— INFORMATION PROVIDED —

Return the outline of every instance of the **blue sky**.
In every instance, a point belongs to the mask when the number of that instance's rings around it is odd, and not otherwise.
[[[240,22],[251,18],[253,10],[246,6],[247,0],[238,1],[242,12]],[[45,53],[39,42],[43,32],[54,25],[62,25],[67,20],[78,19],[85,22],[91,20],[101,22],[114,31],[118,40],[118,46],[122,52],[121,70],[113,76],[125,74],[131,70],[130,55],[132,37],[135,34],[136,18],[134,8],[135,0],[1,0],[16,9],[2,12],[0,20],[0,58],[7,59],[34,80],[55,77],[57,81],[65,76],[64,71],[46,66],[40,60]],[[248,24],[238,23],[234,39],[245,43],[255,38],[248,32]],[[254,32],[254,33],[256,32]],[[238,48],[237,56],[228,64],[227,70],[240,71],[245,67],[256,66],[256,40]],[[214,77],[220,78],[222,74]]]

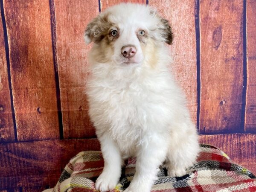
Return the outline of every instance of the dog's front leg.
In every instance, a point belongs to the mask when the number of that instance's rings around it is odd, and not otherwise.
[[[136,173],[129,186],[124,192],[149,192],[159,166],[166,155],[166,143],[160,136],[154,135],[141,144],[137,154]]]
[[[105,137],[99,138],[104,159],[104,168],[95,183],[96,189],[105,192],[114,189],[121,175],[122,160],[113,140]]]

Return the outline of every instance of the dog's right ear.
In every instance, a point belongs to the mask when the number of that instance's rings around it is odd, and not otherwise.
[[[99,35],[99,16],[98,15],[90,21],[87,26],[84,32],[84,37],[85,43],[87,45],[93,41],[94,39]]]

— AIM —
Retype all of the records above word for word, leaving out the pictures.

— CORRECT RESPONSE —
Return the outline of every instance of the **blue sky**.
In every instance, a point belongs to the mask when the number of that instance's rings around it is odd, and not otherwise.
[[[240,22],[251,18],[253,10],[246,6],[247,0],[238,1],[242,12]],[[45,53],[39,42],[43,32],[54,25],[62,25],[67,20],[78,19],[85,22],[91,20],[101,22],[114,31],[118,40],[118,46],[122,52],[121,70],[113,76],[125,74],[131,70],[130,55],[132,37],[135,34],[136,18],[134,8],[135,0],[1,0],[16,9],[2,12],[0,20],[0,58],[7,59],[34,80],[55,77],[57,81],[65,76],[64,71],[46,66],[40,60]],[[248,24],[238,23],[234,39],[245,43],[255,38],[248,32]],[[254,32],[254,33],[256,32]],[[238,48],[237,56],[228,64],[227,70],[240,71],[245,67],[256,66],[256,40]],[[214,77],[220,78],[222,74]]]

Return the outline of every instance of the dog's front leg.
In every instance, a point belongs to the mask when the number of that instance's rings around it is odd, and not otherwise.
[[[136,173],[129,186],[124,192],[149,192],[159,166],[166,155],[166,143],[160,136],[154,135],[141,144],[137,154]]]
[[[105,137],[99,138],[104,159],[104,168],[95,183],[96,189],[105,192],[114,189],[121,175],[122,160],[113,140]]]

Return the outline of every instance of the dog's right ear.
In every instance, a point belongs to the mask when the number of that instance's rings around it is odd, and not otherwise.
[[[99,35],[99,16],[98,15],[90,21],[87,26],[84,32],[84,37],[85,43],[87,45],[93,41],[94,39]]]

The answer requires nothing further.